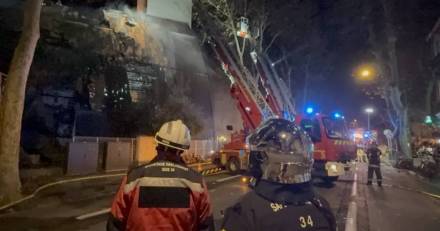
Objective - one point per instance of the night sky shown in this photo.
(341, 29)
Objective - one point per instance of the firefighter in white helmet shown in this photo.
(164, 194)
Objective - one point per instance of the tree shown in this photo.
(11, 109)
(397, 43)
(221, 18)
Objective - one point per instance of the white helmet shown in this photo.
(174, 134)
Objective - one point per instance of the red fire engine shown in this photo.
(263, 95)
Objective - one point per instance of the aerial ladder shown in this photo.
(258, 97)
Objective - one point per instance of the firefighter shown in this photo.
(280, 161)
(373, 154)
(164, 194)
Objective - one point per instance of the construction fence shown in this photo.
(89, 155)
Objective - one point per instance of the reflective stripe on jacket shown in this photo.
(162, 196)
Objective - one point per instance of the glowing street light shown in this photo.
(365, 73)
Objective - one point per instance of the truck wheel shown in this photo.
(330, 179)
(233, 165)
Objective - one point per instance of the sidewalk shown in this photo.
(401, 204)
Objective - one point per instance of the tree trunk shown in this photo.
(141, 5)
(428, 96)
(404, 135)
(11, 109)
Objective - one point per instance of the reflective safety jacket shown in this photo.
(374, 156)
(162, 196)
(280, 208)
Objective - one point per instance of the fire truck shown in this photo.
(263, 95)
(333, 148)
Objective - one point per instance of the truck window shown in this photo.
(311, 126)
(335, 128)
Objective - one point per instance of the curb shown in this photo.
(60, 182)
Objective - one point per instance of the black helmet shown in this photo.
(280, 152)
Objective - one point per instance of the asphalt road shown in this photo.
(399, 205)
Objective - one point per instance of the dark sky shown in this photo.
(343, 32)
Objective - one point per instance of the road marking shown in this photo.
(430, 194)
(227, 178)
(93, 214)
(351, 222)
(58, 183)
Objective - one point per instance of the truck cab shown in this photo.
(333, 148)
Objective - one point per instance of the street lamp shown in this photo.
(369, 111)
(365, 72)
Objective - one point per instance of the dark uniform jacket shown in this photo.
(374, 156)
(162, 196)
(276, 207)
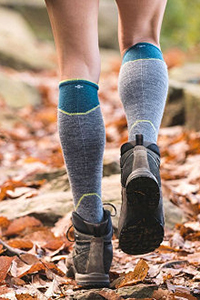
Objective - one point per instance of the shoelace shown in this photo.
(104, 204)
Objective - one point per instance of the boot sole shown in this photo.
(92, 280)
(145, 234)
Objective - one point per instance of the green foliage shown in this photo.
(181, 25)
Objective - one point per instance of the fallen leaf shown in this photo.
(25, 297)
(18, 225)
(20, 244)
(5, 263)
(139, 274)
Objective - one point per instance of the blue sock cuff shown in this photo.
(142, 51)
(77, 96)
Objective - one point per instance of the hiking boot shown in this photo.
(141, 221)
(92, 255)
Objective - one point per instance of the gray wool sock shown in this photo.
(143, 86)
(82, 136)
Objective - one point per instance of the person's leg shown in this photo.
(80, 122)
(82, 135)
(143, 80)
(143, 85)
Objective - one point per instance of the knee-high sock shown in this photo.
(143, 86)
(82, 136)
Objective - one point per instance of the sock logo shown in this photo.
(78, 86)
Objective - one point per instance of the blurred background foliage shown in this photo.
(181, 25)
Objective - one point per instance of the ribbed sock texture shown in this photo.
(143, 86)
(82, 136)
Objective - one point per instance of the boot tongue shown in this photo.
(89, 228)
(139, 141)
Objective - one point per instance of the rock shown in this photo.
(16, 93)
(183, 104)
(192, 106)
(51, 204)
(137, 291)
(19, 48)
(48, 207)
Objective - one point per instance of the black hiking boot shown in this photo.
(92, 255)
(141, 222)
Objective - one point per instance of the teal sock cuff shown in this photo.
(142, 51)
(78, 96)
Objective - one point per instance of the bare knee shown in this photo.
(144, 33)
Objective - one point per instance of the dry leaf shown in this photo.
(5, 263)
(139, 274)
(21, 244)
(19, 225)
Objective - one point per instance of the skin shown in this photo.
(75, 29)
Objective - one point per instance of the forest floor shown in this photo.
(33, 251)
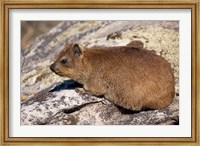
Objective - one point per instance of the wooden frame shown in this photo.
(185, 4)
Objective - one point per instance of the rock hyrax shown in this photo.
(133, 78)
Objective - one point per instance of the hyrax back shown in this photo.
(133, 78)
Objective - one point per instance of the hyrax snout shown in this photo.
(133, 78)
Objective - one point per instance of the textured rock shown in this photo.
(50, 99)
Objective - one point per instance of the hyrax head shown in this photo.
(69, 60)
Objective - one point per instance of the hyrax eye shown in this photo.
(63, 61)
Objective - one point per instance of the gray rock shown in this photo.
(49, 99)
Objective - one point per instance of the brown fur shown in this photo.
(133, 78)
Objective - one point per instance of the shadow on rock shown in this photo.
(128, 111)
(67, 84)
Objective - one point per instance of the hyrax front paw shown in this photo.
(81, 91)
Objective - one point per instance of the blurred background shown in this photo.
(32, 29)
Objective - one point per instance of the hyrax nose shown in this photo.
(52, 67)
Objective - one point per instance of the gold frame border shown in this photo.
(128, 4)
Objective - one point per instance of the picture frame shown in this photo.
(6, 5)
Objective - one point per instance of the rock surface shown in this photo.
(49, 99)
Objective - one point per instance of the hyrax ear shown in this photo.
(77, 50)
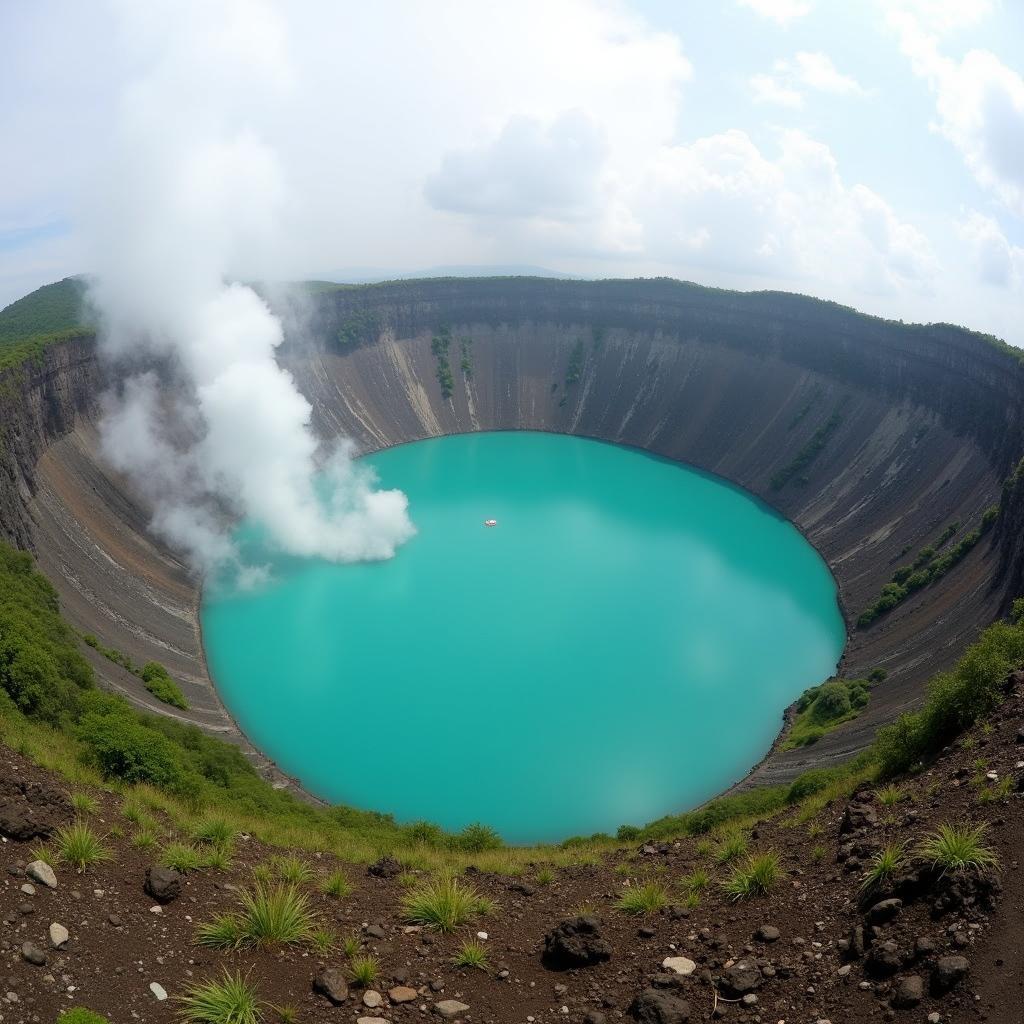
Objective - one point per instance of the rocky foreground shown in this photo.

- Goal
Copy out every line of the entries above word for word, from the first to the last, leaving out the pictures.

- Completed exercise
Objective - one point per instance of the night sky shown in this photo.
(341, 29)
Objective - one point per instance of the firefighter in white helmet shown in this photo.
(164, 194)
Objective - one point per instance of the tree shown in this photo.
(11, 109)
(397, 43)
(221, 18)
Objective - one point per instance of the white helmet shown in this photo.
(174, 134)
Objective - one point per instance of the red fire engine shown in this photo.
(263, 95)
Objective - one point per instance of the aerial ladder shown in this photo.
(258, 97)
Objective - one point per instance of the firefighter shown in this photo.
(280, 161)
(373, 154)
(164, 194)
Objective - one point per instance of the construction fence shown in this photo.
(89, 155)
Objective - one point per instance of the reflective stripe on jacket shown in this photo.
(162, 196)
Objective - one point per instance of the glowing street light shown in this photo.
(365, 73)
Objective - one point per instance of the truck wheel shown in this photo.
(330, 179)
(233, 165)
Objective - one point per instance of the sidewalk shown in this photo.
(401, 204)
Objective - one point per instance of the tree trunk shown in this photo.
(141, 5)
(428, 96)
(404, 135)
(11, 109)
Objective - one point per instance of the reflective safety jacket shown in this photo.
(374, 156)
(162, 196)
(280, 208)
Objective - one point per instance of the fire truck shown in this photo.
(263, 95)
(333, 148)
Objective - one point per instance of the truck window shown in this photo.
(311, 126)
(335, 128)
Objective - one point per instance of the curb shown in this photo.
(60, 182)
Objective - one point per instance of the black helmet shown in this photo.
(280, 152)
Objective - one point per instance of the asphalt road shown in this photo.
(399, 205)
Objective - one point per instance of the dark sky shown in this photo.
(343, 32)
Objective - one point per instance of the road marking shown in this photo.
(430, 194)
(227, 178)
(93, 214)
(351, 222)
(58, 183)
Objective - one point per instance of the truck cab shown in this photo.
(333, 148)
Objective - one point per instance of the street lamp shown in this photo.
(369, 111)
(365, 72)
Objective - one point per instance of the dark uniform jacket shown in this photo.
(374, 156)
(162, 196)
(276, 207)
Objective - one point per instance of the shoelace shown in this photo.
(104, 204)
Objective - one point per instance of the boot sole shown in this photo.
(92, 280)
(145, 234)
Objective - one point per instance of the green foliage shown in this photo.
(181, 25)
Objective - one point per instance of the fallen leaf shown in this photo.
(25, 297)
(18, 225)
(20, 244)
(5, 263)
(139, 274)
Objective - one point per instance of the blue sock cuff shown in this photo.
(142, 51)
(77, 96)
Objective - one point per instance of the hiking boot shown in this photo.
(141, 221)
(92, 255)
Objective - one point per instance of the gray wool sock shown in this photo.
(143, 86)
(82, 136)
Objective - one point per instance of the person's leg shown in this photo.
(80, 122)
(82, 135)
(143, 80)
(143, 85)
Objective - one point per instance of the knee-high sock shown in this photo.
(143, 86)
(82, 136)
Objective - one point per instance of the sock logo shown in this photo.
(78, 86)
Objective - one point per instance of the blurred background foliage shown in this photo.
(181, 25)
Objective - one point per instance of the ribbed sock texture shown in this photo.
(143, 86)
(82, 136)
Objective - one point per instance of the boot tongue shown in this photo.
(89, 228)
(139, 141)
Objective - one point per instance of the rock shown in this photo.
(16, 93)
(183, 104)
(192, 106)
(51, 204)
(137, 291)
(19, 48)
(48, 207)
Objective - one point per instance of the black hiking boot shown in this photo.
(92, 255)
(141, 222)
Objective - one point per instance of the teal sock cuff shown in this photo.
(142, 51)
(78, 96)
Objective - one point per instance of the bare knee shown in this photo.
(144, 33)
Objective - one point per instance of the dry leaf shown in this photo.
(5, 263)
(139, 274)
(21, 244)
(19, 225)
Objective - one point per instance of the skin shown in this photo.
(75, 29)
Objective - one point per instance of the forest floor shown in this photo.
(33, 251)
Objective - one point per instance of the wooden frame shown in this photo.
(185, 4)
Objective - one point per instance of the rock hyrax shown in this photo.
(133, 78)
Objective - one point per instance of the hyrax back shown in this photo.
(133, 78)
Objective - one point per instance of the hyrax snout shown in this photo.
(133, 78)
Objective - one point per instance of the textured rock shown in this photo.
(50, 99)
Objective - one point per instance of the hyrax head shown in this photo.
(69, 60)
Objective - one point per instance of the hyrax eye shown in this photo.
(63, 61)
Objective - one point per instance of the gray rock shown in this photo.
(49, 99)
Objective - one point per instance of the brown fur shown in this photo.
(133, 78)
Objective - one point per instance of the shadow on rock shown in this photo.
(128, 111)
(67, 84)
Objective - one point per instance of the hyrax front paw shown in this photo.
(81, 91)
Objective - one point per instance of the blurred background shown in this photo.
(32, 29)
Objective - one point per instance of the hyrax nose shown in this photo.
(52, 67)
Objective - one point per instance of the gold frame border shown in this photo.
(128, 4)
Objective - one point per instance of the picture frame shown in this photo.
(6, 5)
Objective - one point per instance of the rock surface shown in this photo.
(49, 99)
Objective - one point per instance of the hyrax ear shown in this photo.
(77, 50)
Objective - one point per instance of the rocky foreground shown in this photo.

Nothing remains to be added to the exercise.